__EXCERPTED PASSAGE__
* * * *

A recent report from Symantec and the Carbon Black Threat Hunter Team uncovered a chilling example of cyber espionage: unknown attackers maintained unauthorized access to the Outlook mailbox of a senior executive at a major global stock exchange for at least five months.

Unlike typical financially motivated breaches that aim for immediate ransom or fraud, this campaign was characterized by stealth and persistence. The attackers exfiltrated the mailbox contents in small, repeated batches, routing the traffic through legitimate cloud storage services like Dropbox and OneDrive. This technique, often referred to as "living off the land" (LotL) for data exfiltration, allowed the malicious traffic to blend seamlessly with normal executive workflow and authorized cloud application usage, bypassing traditional perimeter controls.

For defenders, this highlights a critical blind spot: the assumption that encrypted traffic to known, trusted SaaS platforms is inherently safe. Security teams must immediately pivot to behavioral monitoring of cloud usage and internal data movements, rather than relying solely on allow-lists.

* * * *

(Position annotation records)
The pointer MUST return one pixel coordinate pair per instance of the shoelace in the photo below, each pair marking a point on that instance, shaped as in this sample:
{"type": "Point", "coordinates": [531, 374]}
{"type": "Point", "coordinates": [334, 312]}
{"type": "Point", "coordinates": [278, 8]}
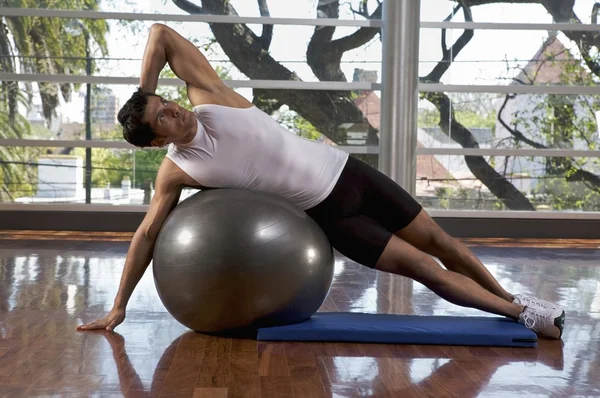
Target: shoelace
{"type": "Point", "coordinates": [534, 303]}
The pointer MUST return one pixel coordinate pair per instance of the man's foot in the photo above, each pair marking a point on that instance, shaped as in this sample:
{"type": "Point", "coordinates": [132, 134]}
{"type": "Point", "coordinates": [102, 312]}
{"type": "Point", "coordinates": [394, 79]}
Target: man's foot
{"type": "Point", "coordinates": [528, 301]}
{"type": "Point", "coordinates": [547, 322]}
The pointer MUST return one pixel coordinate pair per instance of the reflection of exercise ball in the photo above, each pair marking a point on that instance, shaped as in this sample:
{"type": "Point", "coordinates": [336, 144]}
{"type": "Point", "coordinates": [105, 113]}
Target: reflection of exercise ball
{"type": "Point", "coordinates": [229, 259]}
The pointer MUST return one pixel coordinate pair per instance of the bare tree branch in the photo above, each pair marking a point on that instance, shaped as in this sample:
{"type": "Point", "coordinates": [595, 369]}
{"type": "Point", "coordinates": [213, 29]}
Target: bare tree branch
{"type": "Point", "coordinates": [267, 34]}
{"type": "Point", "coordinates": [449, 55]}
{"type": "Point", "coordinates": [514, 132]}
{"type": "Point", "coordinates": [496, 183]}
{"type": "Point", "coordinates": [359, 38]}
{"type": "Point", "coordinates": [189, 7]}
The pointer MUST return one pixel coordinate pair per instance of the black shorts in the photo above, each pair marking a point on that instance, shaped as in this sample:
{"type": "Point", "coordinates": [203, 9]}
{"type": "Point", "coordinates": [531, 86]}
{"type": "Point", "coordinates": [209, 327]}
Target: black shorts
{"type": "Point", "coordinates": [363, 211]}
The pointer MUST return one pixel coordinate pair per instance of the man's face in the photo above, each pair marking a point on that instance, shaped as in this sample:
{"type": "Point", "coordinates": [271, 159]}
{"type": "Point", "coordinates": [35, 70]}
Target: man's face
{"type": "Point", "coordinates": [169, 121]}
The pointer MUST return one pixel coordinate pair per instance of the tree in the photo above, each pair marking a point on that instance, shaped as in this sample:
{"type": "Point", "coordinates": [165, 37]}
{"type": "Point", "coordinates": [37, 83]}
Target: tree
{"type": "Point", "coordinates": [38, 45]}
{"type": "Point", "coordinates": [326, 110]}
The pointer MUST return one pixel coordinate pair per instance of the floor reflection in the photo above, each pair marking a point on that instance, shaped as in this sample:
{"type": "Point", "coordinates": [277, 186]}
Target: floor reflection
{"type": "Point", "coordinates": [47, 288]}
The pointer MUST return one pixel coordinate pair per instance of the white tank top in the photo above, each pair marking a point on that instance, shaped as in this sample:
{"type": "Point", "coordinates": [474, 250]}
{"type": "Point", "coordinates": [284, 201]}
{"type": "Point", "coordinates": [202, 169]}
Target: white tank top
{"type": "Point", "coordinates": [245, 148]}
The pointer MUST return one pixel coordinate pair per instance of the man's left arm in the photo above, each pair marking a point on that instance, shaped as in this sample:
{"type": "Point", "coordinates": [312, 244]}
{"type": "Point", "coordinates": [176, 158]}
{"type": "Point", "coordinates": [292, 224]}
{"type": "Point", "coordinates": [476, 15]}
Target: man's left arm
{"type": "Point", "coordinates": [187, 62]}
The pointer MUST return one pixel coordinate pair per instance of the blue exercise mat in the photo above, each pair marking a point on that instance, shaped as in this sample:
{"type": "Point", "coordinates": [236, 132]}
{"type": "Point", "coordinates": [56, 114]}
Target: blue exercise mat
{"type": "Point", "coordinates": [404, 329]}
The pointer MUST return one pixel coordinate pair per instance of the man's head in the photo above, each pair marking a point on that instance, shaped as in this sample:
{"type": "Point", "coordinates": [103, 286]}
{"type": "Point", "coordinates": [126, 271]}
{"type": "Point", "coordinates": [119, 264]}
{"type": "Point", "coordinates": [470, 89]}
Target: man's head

* * * *

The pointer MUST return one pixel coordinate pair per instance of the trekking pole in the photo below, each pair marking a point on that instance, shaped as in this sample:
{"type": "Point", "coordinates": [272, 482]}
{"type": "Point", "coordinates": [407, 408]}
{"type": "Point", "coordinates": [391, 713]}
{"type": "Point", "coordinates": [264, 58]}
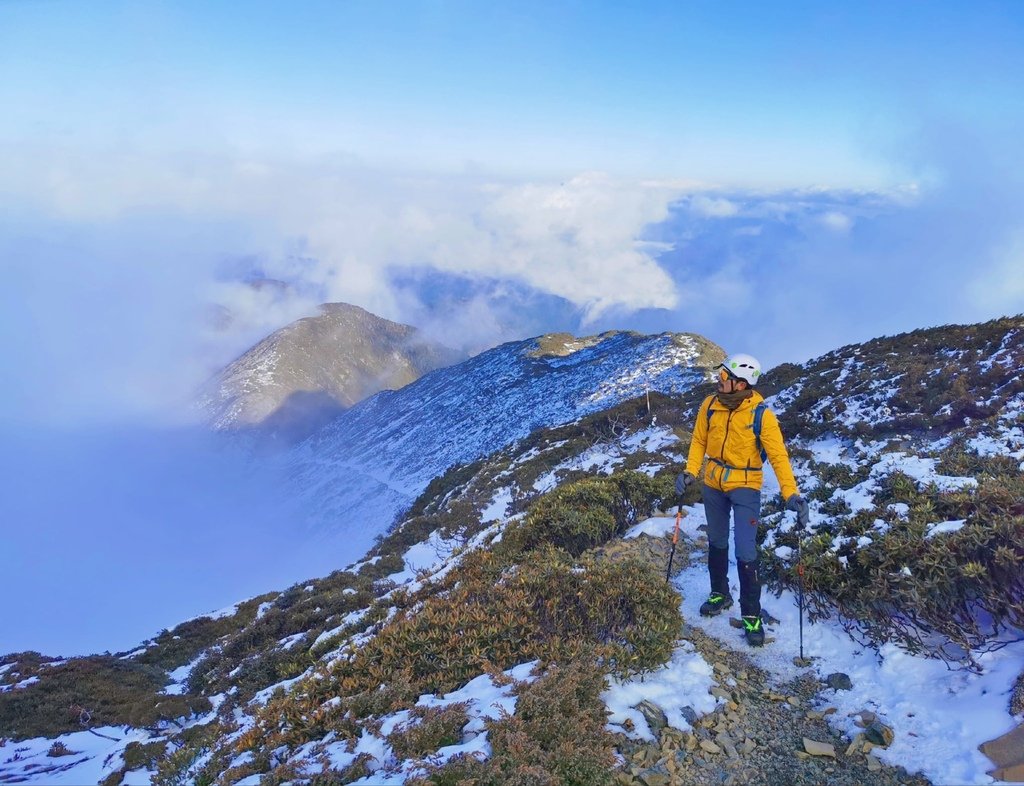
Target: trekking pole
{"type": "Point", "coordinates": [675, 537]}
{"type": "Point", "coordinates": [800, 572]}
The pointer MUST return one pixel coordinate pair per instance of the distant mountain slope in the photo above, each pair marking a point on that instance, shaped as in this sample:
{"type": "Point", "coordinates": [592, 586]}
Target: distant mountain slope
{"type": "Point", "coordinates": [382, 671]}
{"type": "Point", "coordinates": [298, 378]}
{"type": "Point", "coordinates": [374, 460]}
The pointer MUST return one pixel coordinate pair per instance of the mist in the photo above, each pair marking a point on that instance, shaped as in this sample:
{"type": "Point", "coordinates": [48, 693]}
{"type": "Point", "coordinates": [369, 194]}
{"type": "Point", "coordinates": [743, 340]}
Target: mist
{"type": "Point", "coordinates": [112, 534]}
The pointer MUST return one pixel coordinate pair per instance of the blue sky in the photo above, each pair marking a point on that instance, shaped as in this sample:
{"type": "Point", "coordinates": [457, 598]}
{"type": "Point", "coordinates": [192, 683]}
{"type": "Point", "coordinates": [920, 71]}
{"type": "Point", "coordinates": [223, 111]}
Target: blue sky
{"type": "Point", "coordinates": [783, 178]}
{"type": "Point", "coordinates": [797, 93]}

* * * *

__WHAT YOU WILL DO__
Can you write out the stock exchange breach passage again, everything from "Unlike typical financially" down to "solely on allow-lists.", with "Dropbox" renamed to "Google Drive"?

__COMPLETE RESPONSE__
Unlike typical financially motivated breaches that aim for immediate ransom or fraud, this campaign was characterized by stealth and persistence. The attackers exfiltrated the mailbox contents in small, repeated batches, routing the traffic through legitimate cloud storage services like Google Drive and OneDrive. This technique, often referred to as "living off the land" (LotL) for data exfiltration, allowed the malicious traffic to blend seamlessly with normal executive workflow and authorized cloud application usage, bypassing traditional perimeter controls.

For defenders, this highlights a critical blind spot: the assumption that encrypted traffic to known, trusted SaaS platforms is inherently safe. Security teams must immediately pivot to behavioral monitoring of cloud usage and internal data movements, rather than relying solely on allow-lists.